_Direction 1_
Reproduce the part of the mailing-list post on Numpy reduction loops that begins at the words "Vertical lines show" and stops after "in some dimension).".
_Direction 2_
Answer these questions from the mailing-list post on Numpy reduction loops:
(a) Which ticket number points out that the reduction operations are not always cache friendly?
(b) After optimization, how long per loop does x.sum(axis=0) take on the 80000 by 256 array?
(c) How large is the cache of the CPU in the first result set?
_Direction 3_
Continue the mailing-list post on Numpy reduction loops from the point where it stops.

_Selected text_
········

[Numpy-discussion] Optimizing reduction loops (sum(), prod(), et al.)

[Pauli Virtanen]

Hi,

Ticket #1143 points out that Numpy's reduction operations are not
always cache friendly. I worked a bit on tuning them.


Just to tickle some interest, a "pathological" case before optimization:

    In [1]: import numpy as np
    In [2]: x = np.zeros((80000, 256))
    In [3]: %timeit x.sum(axis=0)
    10 loops, best of 3: 850 ms per loop

After optimization:

    In [1]: import numpy as np
    In [2]: x = np.zeros((80000, 256))
    In [3]: %timeit x.sum(axis=0)
    10 loops, best of 3: 78.5 ms per loop

For comparison, a reduction operation on a contiguous array of 
the same size:

    In [4]: x = np.zeros((256, 80000))
    In [5]: %timeit x.sum(axis=1)
    10 loops, best of 3: 88.9 ms per loop

Funnily enough, it's actually slower than the reduction over the 
axis with the larger stride. The improvement factor depends on 
the CPU and its cache size.


The code is here:

    http://github.com/pv/numpy-work/ticket/1143-speedup-reduce

A benchmark script numpy/core/src/bench-reduce.py is included. Just do

    ./bench-reduce.py ../../../build/lib.linux-i686-2.6 | tee output.txt

to run it against the system Numpy, and

    ./bench-reduce.py plot < output.txt

to plot the results. Here's one result set:

    http://www.iki.fi/pav/tmp/xeon.png
    http://www.iki.fi/pav/tmp/xeon.txt

The y-axis is proportional to the number of elemental (addition) 
operations per second, x-axis the total size of the array. 
Vertical lines show how the result changed by the cache 
optimization. Factor of 2 improvement seems common in the test 
cases (typically, arrays that are "skinny" in some dimension). 
There are also some factors of 10, especially for arrays larger 
than the 6144 kb cache of this particular CPU.  Also, for this 
CPU, there are no significant regressions.


On an older CPU (slower, smaller cache), the situation is 
slightly different:

    http://www.iki.fi/pav/tmp/athlon.png
    http://www.iki.fi/pav/tmp/athlon.txt

On average, it's still an improvement in many cases.  However, 
now there are more regressions. The significant ones (factor of 
1/2) are N-D arrays where the reduction runs over an axis with a 
small number of elements.


The optimization is in evaluating the reduction operation with a 
blocked loop (pseudocode)

········

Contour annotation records

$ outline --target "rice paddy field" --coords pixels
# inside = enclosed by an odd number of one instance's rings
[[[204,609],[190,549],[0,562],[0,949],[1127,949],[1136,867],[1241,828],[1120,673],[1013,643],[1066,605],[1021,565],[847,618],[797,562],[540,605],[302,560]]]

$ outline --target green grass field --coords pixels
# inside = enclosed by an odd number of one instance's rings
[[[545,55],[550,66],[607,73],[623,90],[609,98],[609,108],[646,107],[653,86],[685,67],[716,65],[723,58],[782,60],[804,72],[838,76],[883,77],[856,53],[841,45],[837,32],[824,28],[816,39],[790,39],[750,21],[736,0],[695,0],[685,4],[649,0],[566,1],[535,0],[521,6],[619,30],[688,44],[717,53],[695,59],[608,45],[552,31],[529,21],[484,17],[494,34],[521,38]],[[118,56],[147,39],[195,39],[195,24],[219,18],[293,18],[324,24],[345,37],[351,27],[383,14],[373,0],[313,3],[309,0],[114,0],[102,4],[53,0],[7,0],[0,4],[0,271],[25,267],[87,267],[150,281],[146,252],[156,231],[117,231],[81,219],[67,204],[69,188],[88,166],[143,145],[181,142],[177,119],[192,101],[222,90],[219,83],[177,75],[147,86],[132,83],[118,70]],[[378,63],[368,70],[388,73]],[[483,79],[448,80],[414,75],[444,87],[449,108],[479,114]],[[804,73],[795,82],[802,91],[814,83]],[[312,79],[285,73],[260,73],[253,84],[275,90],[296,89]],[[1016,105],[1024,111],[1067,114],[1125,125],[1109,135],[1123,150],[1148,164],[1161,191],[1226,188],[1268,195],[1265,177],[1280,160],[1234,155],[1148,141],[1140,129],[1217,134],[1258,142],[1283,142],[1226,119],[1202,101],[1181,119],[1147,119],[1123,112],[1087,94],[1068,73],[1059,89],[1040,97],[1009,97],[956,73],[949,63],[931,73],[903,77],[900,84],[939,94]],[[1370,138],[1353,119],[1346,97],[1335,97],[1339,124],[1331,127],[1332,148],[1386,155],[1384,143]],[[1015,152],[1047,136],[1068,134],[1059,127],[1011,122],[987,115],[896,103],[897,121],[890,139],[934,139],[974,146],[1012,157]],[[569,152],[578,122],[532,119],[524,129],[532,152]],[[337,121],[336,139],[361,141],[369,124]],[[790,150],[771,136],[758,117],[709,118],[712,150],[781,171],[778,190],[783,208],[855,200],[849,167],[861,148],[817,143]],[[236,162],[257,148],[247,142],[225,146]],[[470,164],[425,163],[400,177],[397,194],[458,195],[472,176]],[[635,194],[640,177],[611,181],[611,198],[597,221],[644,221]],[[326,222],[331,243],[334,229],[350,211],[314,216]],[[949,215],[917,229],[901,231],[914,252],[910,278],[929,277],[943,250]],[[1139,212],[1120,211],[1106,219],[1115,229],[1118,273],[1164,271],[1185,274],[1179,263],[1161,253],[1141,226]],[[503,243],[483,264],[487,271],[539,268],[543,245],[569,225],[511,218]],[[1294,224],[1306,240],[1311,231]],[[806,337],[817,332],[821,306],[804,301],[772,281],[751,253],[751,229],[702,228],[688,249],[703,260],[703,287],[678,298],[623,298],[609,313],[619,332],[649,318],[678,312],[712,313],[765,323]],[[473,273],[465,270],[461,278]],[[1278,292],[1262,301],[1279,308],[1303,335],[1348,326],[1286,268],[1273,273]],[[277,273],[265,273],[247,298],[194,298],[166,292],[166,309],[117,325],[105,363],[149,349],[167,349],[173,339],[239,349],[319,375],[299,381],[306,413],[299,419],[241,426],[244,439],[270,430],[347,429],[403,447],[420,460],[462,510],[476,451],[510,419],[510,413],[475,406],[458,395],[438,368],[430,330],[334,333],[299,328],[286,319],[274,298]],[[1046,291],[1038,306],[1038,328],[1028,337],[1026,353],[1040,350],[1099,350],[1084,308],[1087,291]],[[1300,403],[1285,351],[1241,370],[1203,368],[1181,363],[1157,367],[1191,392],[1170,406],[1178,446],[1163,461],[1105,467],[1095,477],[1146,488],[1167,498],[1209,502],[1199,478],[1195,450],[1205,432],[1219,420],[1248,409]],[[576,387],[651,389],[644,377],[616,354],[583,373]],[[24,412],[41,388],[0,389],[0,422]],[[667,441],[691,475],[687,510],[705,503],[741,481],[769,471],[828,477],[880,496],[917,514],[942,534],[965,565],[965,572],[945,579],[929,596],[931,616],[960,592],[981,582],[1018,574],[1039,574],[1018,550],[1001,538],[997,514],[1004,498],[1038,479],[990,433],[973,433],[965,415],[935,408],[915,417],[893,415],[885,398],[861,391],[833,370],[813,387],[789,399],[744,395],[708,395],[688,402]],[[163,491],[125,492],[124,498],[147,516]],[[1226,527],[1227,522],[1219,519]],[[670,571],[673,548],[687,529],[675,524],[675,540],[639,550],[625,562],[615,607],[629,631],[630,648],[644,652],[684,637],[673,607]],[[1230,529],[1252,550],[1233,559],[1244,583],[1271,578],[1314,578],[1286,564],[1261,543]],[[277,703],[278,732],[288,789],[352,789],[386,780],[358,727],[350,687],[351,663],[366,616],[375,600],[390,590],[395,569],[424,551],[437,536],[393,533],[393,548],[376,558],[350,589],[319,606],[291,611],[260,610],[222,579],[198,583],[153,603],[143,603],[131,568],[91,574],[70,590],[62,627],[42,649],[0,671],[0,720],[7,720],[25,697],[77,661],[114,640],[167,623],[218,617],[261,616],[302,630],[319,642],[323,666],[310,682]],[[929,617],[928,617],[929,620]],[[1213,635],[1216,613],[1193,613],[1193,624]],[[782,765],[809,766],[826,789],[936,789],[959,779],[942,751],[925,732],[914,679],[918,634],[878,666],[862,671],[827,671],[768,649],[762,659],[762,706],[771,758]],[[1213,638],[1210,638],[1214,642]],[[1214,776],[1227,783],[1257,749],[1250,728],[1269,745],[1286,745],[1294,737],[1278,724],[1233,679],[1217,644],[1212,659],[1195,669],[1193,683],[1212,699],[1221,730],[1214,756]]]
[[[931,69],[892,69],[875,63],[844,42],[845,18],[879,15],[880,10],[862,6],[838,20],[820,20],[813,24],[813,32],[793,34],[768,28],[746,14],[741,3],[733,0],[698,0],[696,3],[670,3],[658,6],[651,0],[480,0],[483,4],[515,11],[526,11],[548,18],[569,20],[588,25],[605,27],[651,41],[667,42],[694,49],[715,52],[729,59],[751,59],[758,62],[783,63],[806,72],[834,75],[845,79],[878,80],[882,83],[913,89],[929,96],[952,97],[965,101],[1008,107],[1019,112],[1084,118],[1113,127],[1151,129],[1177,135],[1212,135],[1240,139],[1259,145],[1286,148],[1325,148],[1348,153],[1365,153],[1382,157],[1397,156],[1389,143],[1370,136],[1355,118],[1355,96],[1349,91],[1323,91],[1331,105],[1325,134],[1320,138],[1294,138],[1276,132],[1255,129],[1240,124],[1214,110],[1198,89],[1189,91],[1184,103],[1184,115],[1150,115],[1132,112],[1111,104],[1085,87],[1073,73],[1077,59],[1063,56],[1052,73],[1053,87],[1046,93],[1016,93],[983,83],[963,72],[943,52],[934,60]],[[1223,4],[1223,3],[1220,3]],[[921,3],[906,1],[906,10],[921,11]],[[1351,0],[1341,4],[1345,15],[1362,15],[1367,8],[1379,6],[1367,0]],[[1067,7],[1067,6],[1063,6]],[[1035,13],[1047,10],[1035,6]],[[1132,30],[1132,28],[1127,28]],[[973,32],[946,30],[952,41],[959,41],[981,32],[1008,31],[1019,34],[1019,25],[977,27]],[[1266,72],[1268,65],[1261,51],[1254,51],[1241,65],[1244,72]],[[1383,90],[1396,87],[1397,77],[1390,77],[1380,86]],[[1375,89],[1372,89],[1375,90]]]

········

_Task output 1_
Vertical lines show how the result changed by the cache 
optimization. Factor of 2 improvement seems common in the test 
cases (typically, arrays that are "skinny" in some dimension).

_Task output 2_
(a) Ticket #1143.
(b) 78.5 ms per loop (10 loops, best of 3).
(c) 6144 kb.

_Task output 3_
    for block_idx in loop_over_blocks_except_axis(arr):
        result[block_idx] = arr[block_idx,0]
	for j in xrange(1, N):
	    result[block_idx] += arr[block_idx,j]  } ufunc loop

instead of the usual ufunc reduction loop

    for idx in loop_over_array_except_axis(arr):
        result[idx] = arr[idx,0]                   }
	for j in xrange(1, N):                     } ufunc loop
	    result[idx] += arr[idx,j]              }

The blocks are chosen to minimize the stride of the inmost ufunc 
loop, maximizing reuse of elements fitting in a single cache 
line. This has to be balanced against avoiding inner loops over 
very small dimensions, which incur some overhead. For N-D arrays, 
I also attempt to lump several dimensions into the ufunc loop, if 
the data can be iterated over with a single stride.


The decision heuristics are in ufunc_object.c:_construct_reduce, 
and the new outer loop NOBUFFER_UFUNCREDUCE_TRANSPOSE in 
ufunc_object.c:PyUFunc_Reduce.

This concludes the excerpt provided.